VEREISTEN
Citeer letterlijk de regels uit de gegevens hieronder, van de regel met "the blue sky." tot en met het einde van de gegevens.
# # # #
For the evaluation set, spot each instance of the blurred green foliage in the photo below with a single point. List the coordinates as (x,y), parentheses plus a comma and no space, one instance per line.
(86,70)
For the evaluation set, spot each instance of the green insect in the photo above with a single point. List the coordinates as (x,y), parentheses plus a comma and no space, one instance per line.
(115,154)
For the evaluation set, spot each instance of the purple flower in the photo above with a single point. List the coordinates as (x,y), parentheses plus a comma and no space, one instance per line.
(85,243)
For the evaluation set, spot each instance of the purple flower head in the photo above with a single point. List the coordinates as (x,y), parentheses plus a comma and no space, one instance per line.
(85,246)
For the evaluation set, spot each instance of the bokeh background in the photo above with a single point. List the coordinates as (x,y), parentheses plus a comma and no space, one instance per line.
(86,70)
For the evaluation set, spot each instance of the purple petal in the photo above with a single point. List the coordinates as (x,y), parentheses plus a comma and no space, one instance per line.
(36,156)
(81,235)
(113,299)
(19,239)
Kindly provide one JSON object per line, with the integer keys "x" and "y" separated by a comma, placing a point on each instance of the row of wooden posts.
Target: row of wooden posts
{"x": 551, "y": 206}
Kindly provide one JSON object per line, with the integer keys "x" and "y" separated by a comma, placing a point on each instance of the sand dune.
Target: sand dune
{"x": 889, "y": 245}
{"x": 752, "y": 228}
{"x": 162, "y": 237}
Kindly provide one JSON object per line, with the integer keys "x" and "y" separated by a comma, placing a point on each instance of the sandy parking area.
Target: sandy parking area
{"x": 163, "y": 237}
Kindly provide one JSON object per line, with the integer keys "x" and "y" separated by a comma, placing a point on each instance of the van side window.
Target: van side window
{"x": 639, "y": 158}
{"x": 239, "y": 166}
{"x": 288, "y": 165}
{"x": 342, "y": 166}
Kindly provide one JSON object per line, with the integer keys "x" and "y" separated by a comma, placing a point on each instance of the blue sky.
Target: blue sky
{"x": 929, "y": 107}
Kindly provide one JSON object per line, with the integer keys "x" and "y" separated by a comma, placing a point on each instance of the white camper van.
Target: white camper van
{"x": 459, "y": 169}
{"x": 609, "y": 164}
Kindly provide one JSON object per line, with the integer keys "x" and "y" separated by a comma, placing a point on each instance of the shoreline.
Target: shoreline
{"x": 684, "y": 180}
# # # #
ANTWOORD
Kindly provide one JSON object per line, with the integer keys "x" and "y" separated by a comma, placing a point on each instance of the blue sky.
Target: blue sky
{"x": 929, "y": 107}
Kindly provide one JSON object per line, with the integer keys "x" and "y" separated by a comma, placing a point on each instance of the white camper van.
Target: white camper van
{"x": 459, "y": 169}
{"x": 609, "y": 164}
Kindly provide one JSON object per line, with the integer keys "x" and "y" separated by a comma, placing a point on each instance of the shoreline.
Target: shoreline
{"x": 684, "y": 180}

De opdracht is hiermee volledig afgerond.